◆ EXERCISE TASKS
1. Answer these questions about the Congo excerpt:
(a) How many times does Kolelas say he was arrested?
(b) What share of Elf Aquitaine's proven reserves did Congo account for at the start of the 1990s?
(c) How long did the trial of the communist leadership at the conference last?
2. Copy the part of the Congo excerpt that opens with the words containing "So what do you" and closes with "the communist leadership.", substituting "March 1991" for "February 1991".

◆ DOCUMENT EXTRACT
——————
One such victim was Bernard Kolelas, the mayor of Brazzaville and a leader of the Bakongo ethnic group. Kolelas was a voluble and head-strong politician whose messianic crusade against one-party dictatorship was fueled in equal parts by Christian zeal and by his outsized ego. “Nine times I was arrested for speaking out against totalitarianism,” Kolelas told me in his spacious Brazzaville home, which was heavily guarded by unsmiling youths with machine guns. “They would keep me tied up from morning till night, and torture me with an electric cable.”

This treatment may not have kept Kolelas quiet for long, but most other Congolese got the message, and sought refuge in beer and palm wine, in the loose and easy sensuality of this land near the equator, or if they couldn’t bear it at all, in exile. But as well as it seemed to work for a while, the Congolese system was just as surely never built to last. Oil prices fell throughout the late 1980s, creating huge problems for a state that had grown addicted to the manna. Simply put, no one had made provisions for declining oil prices or for declining reserves.

By the time the bottom finally fell out at the start of the 1990s, the little Congo that hardly anybody had ever heard of accounted for one quarter of the French state-owned oil giant Elf Aquitaine’s proven reserves, and according to many estimates, an even higher percentage of the firm’s profits. “They didn’t know a thing about the oil business and let the foreign companies define all of the terms,” an American diplomat said. “Throughout this period, Elf was the leader, and all they had to do was deal with Sassou and a few other people, buying them off at a fairly modest price. We are talking about a few tens of millions of dollars skimmed off of the top.”

So what do you do when you can no longer pay salaries in a country full of civil servants? In February 1991, after Congo had been refused new credits by France and by the International Monetary Fund, Sassou convened an extraordinary meeting that he called the Sovereign National Conference to discuss the jam he had gotten himself into. An unprecedented debate about the state of the nation took place there, one that was intended to lance the boil of public discontent, while reinforcing Sassou’s rule. But instead the conference turned into a raucous, three-month-long trial of the communist leadership.

“The national conference basically boiled down to one central question,” said Kolelas. “The people said that we have been laboring all of these years and you’ve been pocketing our money. We refuse to go along with a system like that any longer. There’s no point in working anymore.”
——————
◆ Natural language region descriptions
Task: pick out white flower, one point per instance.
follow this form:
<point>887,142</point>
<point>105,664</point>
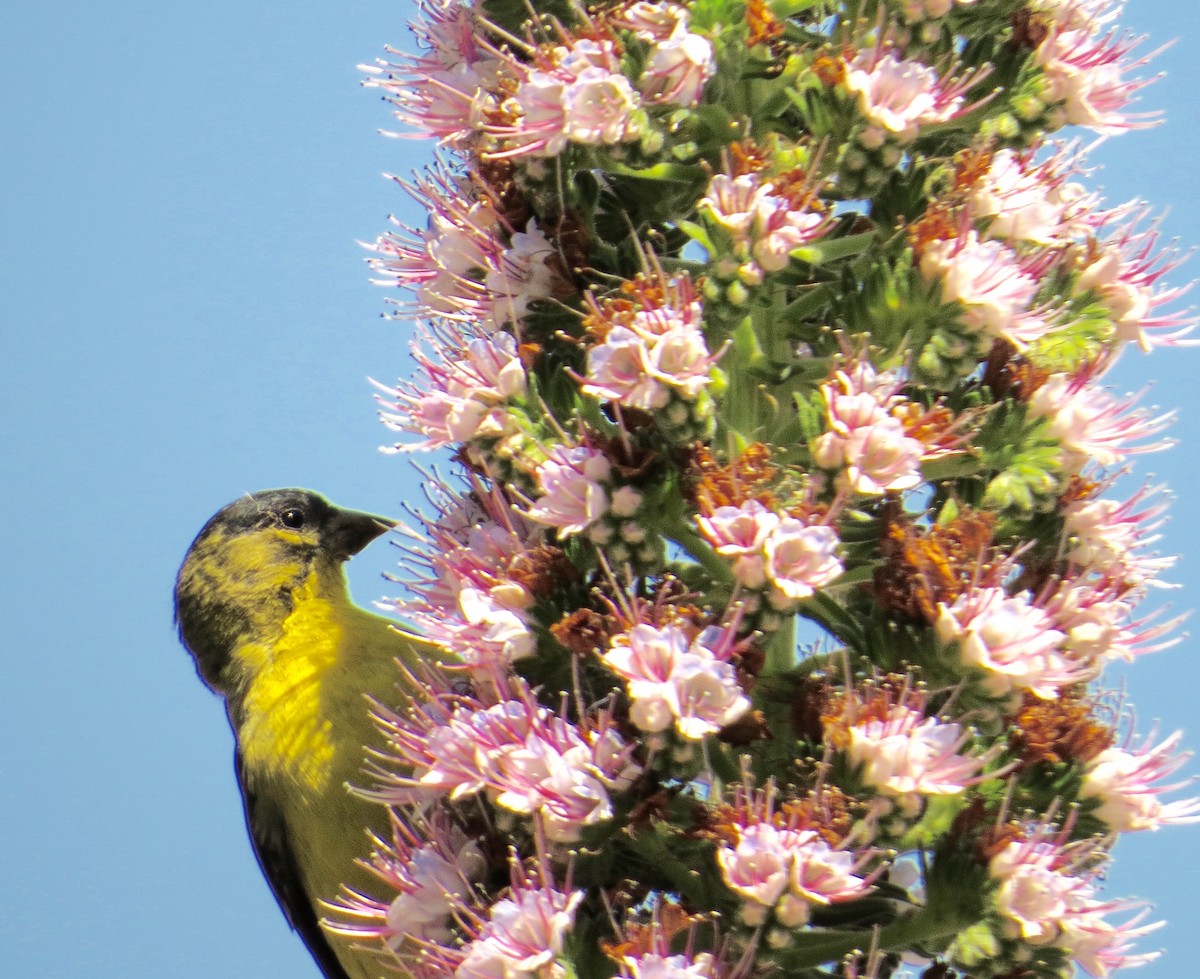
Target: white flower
<point>598,108</point>
<point>801,558</point>
<point>678,70</point>
<point>573,484</point>
<point>1012,641</point>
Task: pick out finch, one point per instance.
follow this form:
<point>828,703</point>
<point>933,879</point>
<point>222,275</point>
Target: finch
<point>263,607</point>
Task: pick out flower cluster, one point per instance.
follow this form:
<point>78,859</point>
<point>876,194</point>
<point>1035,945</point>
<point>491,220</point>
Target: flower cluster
<point>743,319</point>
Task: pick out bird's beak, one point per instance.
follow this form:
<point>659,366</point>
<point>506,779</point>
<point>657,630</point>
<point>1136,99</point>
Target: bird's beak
<point>351,532</point>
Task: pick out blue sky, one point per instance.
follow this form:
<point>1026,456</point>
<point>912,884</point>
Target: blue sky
<point>186,317</point>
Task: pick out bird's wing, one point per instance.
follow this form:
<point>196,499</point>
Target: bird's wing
<point>273,847</point>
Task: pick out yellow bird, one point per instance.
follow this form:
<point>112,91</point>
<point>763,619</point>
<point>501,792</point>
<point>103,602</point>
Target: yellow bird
<point>263,607</point>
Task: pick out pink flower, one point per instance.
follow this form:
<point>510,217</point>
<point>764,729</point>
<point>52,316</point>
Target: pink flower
<point>987,278</point>
<point>1045,898</point>
<point>677,70</point>
<point>741,533</point>
<point>432,868</point>
<point>466,599</point>
<point>1105,535</point>
<point>1123,782</point>
<point>1084,71</point>
<point>673,679</point>
<point>573,92</point>
<point>1093,427</point>
<point>799,558</point>
<point>522,937</point>
<point>462,395</point>
<point>526,758</point>
<point>907,752</point>
<point>870,431</point>
<point>899,96</point>
<point>654,20</point>
<point>657,353</point>
<point>763,224</point>
<point>1096,614</point>
<point>652,966</point>
<point>573,482</point>
<point>1012,641</point>
<point>467,264</point>
<point>783,866</point>
<point>599,108</point>
<point>1123,274</point>
<point>447,90</point>
<point>1023,200</point>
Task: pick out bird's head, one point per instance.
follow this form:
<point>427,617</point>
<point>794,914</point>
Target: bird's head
——————
◆ SOLUTIONS FOR EACH TASK
1.
(a) Nine times.
(b) One quarter.
(c) Three months.

2.
So what do you do when you can no longer pay salaries in a country full of civil servants? In March 1991, after Congo had been refused new credits by France and by the International Monetary Fund, Sassou convened an extraordinary meeting that he called the Sovereign National Conference to discuss the jam he had gotten himself into. An unprecedented debate about the state of the nation took place there, one that was intended to lance the boil of public discontent, while reinforcing Sassou’s rule. But instead the conference turned into a raucous, three-month-long trial of the communist leadership.